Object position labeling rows

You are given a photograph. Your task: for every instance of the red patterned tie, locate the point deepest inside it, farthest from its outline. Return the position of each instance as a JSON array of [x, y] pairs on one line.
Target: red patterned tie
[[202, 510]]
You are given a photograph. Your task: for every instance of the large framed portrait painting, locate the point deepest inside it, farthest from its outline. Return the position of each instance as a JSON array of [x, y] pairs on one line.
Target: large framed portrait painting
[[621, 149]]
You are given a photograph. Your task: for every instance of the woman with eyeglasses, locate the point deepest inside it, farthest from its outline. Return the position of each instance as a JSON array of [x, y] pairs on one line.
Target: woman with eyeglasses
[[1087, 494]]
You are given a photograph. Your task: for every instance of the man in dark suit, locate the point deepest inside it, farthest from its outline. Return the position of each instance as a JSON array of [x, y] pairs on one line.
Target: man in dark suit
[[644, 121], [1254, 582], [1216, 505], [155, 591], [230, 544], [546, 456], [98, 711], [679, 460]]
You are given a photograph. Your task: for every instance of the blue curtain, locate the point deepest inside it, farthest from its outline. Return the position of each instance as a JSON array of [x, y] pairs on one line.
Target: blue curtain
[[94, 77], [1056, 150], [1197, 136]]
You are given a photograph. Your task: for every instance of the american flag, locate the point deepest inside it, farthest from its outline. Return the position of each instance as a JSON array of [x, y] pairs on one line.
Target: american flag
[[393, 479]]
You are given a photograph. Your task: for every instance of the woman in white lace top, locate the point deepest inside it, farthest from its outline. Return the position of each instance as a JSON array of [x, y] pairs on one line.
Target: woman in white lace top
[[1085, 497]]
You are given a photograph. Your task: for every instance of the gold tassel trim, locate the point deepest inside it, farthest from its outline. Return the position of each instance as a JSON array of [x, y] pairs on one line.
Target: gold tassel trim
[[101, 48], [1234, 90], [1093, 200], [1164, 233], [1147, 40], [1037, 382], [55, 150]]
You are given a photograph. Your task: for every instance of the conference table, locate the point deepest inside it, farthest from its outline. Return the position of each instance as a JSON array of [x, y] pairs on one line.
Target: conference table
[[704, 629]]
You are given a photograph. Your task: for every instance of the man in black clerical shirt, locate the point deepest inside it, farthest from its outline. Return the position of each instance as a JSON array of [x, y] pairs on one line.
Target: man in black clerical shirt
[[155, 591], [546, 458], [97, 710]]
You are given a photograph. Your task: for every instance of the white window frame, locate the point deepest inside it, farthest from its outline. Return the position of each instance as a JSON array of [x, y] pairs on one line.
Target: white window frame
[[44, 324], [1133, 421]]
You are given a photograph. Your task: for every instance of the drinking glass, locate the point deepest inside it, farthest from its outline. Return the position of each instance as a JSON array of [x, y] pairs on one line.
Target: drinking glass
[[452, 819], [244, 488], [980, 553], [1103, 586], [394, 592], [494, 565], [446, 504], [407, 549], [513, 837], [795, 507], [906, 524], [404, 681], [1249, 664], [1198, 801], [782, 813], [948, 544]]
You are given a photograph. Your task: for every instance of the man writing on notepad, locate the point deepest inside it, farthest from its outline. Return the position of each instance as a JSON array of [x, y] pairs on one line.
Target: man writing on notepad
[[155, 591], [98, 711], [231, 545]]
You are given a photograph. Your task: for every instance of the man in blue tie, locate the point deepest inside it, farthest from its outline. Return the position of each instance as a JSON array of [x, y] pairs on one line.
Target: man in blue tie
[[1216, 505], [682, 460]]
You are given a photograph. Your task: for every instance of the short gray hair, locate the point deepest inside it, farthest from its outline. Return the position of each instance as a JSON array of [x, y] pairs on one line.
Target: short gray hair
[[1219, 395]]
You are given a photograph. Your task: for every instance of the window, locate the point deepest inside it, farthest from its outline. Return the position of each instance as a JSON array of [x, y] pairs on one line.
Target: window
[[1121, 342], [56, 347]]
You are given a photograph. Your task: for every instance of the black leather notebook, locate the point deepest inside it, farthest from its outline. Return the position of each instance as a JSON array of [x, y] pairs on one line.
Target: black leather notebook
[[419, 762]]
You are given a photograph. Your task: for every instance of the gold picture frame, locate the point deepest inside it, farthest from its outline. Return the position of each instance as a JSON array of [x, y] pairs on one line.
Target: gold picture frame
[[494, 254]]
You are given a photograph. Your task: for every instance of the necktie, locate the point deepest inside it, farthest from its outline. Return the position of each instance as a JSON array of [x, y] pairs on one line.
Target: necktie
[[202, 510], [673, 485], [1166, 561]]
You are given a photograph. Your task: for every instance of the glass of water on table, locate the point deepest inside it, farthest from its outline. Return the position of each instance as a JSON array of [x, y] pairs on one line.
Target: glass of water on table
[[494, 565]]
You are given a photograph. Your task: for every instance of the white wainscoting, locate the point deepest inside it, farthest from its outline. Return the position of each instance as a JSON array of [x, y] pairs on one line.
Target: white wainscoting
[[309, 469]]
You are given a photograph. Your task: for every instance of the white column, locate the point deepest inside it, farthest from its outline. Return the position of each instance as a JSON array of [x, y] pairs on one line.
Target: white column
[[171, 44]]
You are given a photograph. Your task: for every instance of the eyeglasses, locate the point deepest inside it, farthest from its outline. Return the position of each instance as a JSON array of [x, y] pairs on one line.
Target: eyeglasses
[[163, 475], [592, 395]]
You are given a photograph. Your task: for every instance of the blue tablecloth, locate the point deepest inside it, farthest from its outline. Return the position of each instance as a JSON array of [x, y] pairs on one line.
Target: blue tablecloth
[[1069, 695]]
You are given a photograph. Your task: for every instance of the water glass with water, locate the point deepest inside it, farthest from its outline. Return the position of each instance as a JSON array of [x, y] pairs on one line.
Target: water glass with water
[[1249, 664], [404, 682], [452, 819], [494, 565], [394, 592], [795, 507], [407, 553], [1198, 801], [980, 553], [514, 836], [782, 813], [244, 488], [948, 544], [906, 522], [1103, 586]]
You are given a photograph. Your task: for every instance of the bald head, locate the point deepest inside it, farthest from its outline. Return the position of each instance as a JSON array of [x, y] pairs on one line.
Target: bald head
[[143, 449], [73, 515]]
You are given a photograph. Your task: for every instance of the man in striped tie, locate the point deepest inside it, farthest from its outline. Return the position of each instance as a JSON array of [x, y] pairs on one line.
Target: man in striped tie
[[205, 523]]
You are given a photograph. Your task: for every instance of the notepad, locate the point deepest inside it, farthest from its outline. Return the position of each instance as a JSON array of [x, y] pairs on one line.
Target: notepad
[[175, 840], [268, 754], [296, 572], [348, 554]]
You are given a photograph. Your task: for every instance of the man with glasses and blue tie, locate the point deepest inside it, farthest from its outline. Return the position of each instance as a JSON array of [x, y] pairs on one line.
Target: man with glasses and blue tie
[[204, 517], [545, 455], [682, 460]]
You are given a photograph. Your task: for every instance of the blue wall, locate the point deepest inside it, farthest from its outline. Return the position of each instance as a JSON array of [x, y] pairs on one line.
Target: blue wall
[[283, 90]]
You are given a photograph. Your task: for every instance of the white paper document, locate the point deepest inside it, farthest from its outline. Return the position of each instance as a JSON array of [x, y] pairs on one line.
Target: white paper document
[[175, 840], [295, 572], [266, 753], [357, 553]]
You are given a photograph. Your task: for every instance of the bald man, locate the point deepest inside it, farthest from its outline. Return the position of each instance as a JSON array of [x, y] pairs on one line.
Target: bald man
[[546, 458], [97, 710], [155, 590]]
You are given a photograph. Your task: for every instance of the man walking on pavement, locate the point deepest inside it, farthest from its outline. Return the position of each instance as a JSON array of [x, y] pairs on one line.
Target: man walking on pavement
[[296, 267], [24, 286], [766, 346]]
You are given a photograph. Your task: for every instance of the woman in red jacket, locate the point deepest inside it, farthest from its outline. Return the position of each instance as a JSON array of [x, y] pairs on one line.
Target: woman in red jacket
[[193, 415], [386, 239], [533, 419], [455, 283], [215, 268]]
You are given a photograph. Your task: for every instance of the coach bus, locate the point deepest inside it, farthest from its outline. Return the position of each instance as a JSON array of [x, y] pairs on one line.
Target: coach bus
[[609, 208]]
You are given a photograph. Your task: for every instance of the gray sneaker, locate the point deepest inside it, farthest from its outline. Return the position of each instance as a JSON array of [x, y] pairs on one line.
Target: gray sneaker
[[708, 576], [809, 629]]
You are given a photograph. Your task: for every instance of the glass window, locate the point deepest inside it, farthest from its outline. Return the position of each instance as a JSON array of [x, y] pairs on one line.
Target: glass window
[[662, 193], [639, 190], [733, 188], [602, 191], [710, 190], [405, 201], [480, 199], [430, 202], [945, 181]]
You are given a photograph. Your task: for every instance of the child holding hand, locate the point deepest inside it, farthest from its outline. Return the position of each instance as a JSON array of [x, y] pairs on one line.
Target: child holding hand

◆ Required work ◆
Switch "necktie" to "tie" in the rows from the line containing "the necktie, locate" through the line containing "Target: necktie", and write out only those lines with nothing else changed.

◆ Result below ◆
You are given a photograph. Your task: for every instance of the tie, locate the point deepest inside it, farthest from its outline. Return the position of each instance as a JSON array of [x, y] pairs on one line.
Target: tie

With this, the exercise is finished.